======== MATERIAL TO PROCESS ========

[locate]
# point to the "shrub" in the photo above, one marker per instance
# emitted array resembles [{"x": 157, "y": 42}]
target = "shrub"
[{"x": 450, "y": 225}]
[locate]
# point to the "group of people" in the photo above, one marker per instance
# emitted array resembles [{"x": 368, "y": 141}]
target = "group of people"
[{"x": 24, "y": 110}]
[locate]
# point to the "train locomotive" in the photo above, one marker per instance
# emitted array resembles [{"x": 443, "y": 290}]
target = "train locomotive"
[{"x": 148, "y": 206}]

========

● THE REQUEST
Count the lines in the items above that contain the string "instance" and reply with the number alone.

● TASK RESULT
3